Task directions » The data should be duplicated exactly, with every word kept as it is.

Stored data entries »
---
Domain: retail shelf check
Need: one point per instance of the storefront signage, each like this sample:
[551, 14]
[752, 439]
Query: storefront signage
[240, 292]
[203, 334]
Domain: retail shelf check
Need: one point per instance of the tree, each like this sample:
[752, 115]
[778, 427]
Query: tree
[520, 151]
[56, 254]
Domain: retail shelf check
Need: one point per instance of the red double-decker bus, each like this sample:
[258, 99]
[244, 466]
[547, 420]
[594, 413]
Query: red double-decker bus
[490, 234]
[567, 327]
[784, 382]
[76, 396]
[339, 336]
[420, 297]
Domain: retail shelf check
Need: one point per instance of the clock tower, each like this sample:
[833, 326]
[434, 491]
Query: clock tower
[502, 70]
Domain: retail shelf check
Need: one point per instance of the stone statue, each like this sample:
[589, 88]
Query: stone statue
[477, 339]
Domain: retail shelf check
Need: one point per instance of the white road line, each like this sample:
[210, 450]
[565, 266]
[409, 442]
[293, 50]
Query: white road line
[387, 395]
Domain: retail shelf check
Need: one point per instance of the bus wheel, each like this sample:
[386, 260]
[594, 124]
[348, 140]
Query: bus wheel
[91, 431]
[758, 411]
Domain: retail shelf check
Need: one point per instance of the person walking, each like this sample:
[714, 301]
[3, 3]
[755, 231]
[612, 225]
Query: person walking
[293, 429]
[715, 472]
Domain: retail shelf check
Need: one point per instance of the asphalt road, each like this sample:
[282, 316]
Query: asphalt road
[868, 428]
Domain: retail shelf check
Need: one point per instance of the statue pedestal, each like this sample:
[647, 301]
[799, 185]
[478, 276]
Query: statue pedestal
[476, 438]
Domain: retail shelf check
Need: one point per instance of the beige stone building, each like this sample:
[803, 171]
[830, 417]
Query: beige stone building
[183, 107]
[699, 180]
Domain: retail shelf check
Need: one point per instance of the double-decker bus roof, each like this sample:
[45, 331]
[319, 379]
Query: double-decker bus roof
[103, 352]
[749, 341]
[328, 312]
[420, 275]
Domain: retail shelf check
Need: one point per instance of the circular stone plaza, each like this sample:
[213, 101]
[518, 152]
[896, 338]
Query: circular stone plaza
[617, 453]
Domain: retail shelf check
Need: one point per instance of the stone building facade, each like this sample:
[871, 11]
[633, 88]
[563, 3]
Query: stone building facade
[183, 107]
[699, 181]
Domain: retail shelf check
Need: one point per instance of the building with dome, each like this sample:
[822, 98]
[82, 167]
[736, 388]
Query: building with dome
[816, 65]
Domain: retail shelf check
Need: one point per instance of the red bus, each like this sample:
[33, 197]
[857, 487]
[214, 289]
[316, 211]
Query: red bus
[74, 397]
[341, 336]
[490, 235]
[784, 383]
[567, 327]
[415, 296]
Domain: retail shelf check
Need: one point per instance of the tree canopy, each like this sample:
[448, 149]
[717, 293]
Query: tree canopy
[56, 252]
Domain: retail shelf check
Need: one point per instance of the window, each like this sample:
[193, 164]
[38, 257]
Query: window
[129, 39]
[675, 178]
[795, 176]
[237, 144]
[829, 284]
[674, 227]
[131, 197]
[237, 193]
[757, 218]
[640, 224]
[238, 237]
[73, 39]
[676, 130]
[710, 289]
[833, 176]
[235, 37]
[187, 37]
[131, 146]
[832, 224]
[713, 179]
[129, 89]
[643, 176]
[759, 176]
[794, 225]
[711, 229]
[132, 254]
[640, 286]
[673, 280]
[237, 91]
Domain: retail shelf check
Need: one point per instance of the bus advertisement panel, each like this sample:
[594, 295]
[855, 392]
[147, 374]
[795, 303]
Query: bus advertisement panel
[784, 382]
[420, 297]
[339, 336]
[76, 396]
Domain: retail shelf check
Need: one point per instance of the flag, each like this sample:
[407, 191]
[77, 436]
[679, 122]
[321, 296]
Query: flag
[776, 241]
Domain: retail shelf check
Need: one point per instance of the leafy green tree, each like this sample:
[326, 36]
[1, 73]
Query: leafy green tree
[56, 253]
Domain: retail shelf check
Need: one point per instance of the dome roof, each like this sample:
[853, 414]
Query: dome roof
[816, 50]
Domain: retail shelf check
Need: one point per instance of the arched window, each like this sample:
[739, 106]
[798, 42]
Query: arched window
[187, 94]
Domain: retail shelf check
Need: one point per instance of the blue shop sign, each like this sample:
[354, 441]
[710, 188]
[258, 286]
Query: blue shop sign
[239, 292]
---
Written solution »
Domain: retail shelf check
Need: one point per instance of the storefront signage, each like this sample:
[551, 14]
[752, 439]
Query: storefront signage
[240, 292]
[203, 334]
Domain: retail shelf check
Need: one point per instance of the tree, each like this sample:
[752, 115]
[778, 427]
Query: tree
[520, 151]
[56, 254]
Domain: retail shelf check
Need: one point per instance of the red double-decker bus, each like this sample:
[258, 99]
[244, 466]
[547, 420]
[594, 413]
Query: red double-decker bus
[490, 234]
[567, 327]
[784, 382]
[76, 396]
[339, 336]
[420, 297]
Domain: retail shelf check
Need: one point per instance of the clock tower, each like this sample:
[833, 326]
[434, 491]
Query: clock tower
[502, 70]
Domain: retail shelf check
Need: one point per instance of the stone statue, each like this sample:
[589, 88]
Query: stone statue
[477, 339]
Domain: retail shelf check
Need: one point per instance of the white road line, each like this sample:
[210, 450]
[565, 266]
[409, 442]
[293, 50]
Query: white road line
[387, 395]
Domain: retail shelf check
Need: one point per instance of the bus wheel, each like this sample:
[386, 260]
[594, 124]
[348, 140]
Query: bus wheel
[91, 431]
[758, 411]
Domain: retail shelf check
Need: one point per instance of the person walking, each like this sample:
[714, 301]
[3, 3]
[755, 231]
[612, 225]
Query: person walking
[293, 429]
[715, 472]
Domain: retail shelf check
Need: one point per instance of the asphalt road, each like this sample:
[282, 316]
Query: asphalt road
[868, 428]
Domain: retail shelf check
Need: one point per instance of the statue pedestal, each like this sample:
[647, 301]
[799, 185]
[478, 276]
Query: statue pedestal
[476, 438]
Domain: retail shelf check
Need: one point per instance of the beige stone building, each like this sample:
[803, 171]
[830, 417]
Query: beige stone building
[183, 107]
[699, 180]
Domain: retail shelf check
Need: one point per instance of the double-decker bus roof, each like this sample:
[45, 331]
[319, 379]
Query: double-decker bus roof
[103, 352]
[749, 341]
[328, 312]
[420, 275]
Domain: retail shelf check
Need: one point per instance of the circular stone plaza, each like this sample:
[213, 101]
[518, 152]
[896, 338]
Query: circular stone plaza
[617, 453]
Domain: retail shelf check
Need: one point per instance of the stone building facade, each like this sample:
[871, 11]
[633, 88]
[563, 3]
Query: stone building facade
[183, 107]
[699, 181]
Domain: retail shelf check
Need: one point per instance of the building with dome, each like this sample:
[822, 98]
[82, 167]
[736, 388]
Query: building with dome
[816, 65]
Domain: retail shelf check
Need: one point per instance of the red bus, each like this sample:
[33, 197]
[857, 487]
[214, 289]
[316, 211]
Query: red bus
[74, 397]
[341, 336]
[490, 235]
[784, 383]
[567, 327]
[415, 296]
Domain: retail shelf check
Need: one point per instance of the tree canopy, each like this sample:
[448, 149]
[717, 293]
Query: tree canopy
[56, 252]
Domain: retail shelf check
Need: one point per instance of the window, each like this sample:
[193, 164]
[38, 257]
Query: window
[129, 39]
[675, 178]
[795, 176]
[237, 144]
[829, 284]
[674, 227]
[131, 197]
[237, 193]
[757, 218]
[640, 224]
[238, 237]
[73, 39]
[676, 130]
[710, 289]
[833, 176]
[235, 37]
[187, 37]
[131, 146]
[832, 224]
[713, 179]
[129, 89]
[643, 176]
[759, 176]
[794, 225]
[711, 229]
[132, 254]
[640, 286]
[673, 280]
[237, 91]
Domain: retail shelf check
Need: one point per instance of the bus advertisement panel, each like this sample:
[594, 295]
[855, 392]
[147, 374]
[795, 303]
Query: bus advertisement panel
[784, 382]
[420, 297]
[339, 336]
[76, 396]
Domain: retail shelf check
Need: one point per instance of the flag, each like this sample:
[407, 191]
[77, 436]
[679, 122]
[321, 296]
Query: flag
[776, 241]
Domain: retail shelf check
Need: one point per instance of the leafy green tree, each like this sample:
[326, 36]
[1, 73]
Query: leafy green tree
[56, 253]
Domain: retail shelf check
Need: one point per instance of the dome roof, each like this sample:
[853, 414]
Query: dome roof
[816, 50]
Domain: retail shelf check
Need: one point per instance of the arched window, each like this sample:
[739, 106]
[798, 42]
Query: arched window
[187, 94]
Domain: retail shelf check
Need: one point per instance of the blue shop sign, each like this sample:
[354, 441]
[710, 188]
[258, 286]
Query: blue shop sign
[239, 292]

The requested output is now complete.